Segment Start: Provided passage
Issue 47 / 7 December 2015

TARGETS aimed at reducing the number of caesarean deliveries have been questioned as new research suggests the WHO rate of no more than 10%‒15% of live births is too low.
 
A cross-sectional, ecological study published in JAMA last week estimated the contemporary relationship between national levels of caesarean delivery and maternal and neonatal mortality for 172 WHO member states. (1)
 
Contrary to the WHO’s consensus-based target of 10%‒15% of live births set in 1985, the study concluded that caesarean delivery rates of around 19% were associated with optimal levels of maternal and neonatal mortality.
 
Although the study authors stressed that the association could not be considered causal with their study design, they said the WHO’s previously recommended targets “may be too low”.
 
The WHO target was a consensus opinion based on the observation that some countries with the lowest perinatal mortality rates had caesarean delivery rates that were less than 10 per 100 live births, the authors wrote.
 
With caesarean deliveries compising 32% of live births in Australia, Professor Michael Permezel, president of the Royal Australian and New Zealand College of Obstetricians and Gynaecologists, said the setting of targets by the WHO and others had been “unhelpful”. (2)
Segment End: Provided passage
Segment Start: Material provided
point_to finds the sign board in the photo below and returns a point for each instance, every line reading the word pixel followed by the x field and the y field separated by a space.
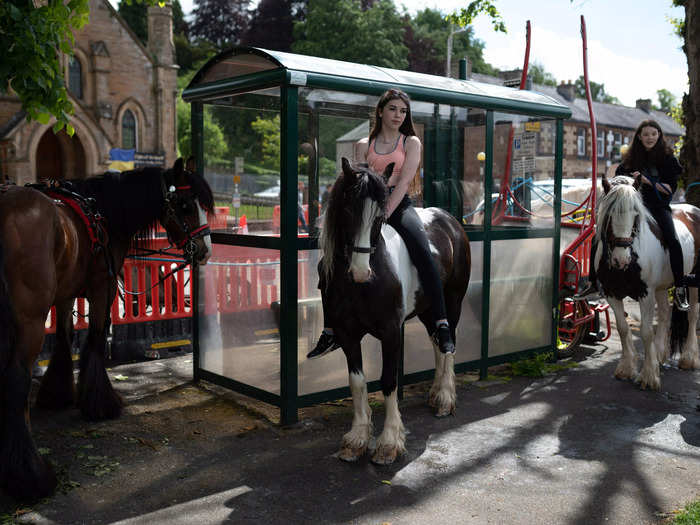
Segment End: Material provided
Assigned task.
In the caesarean delivery article above, rewrite the paragraph that begins "A cross-sectional, ecological study" as a short bulleted list that keeps its main facts.

Reply to the exercise.
- Type: cross-sectional, ecological study
- Published: in JAMA last week
- Estimated: the current relationship between national caesarean delivery levels and maternal and neonatal mortality
- Scope: 172 WHO member states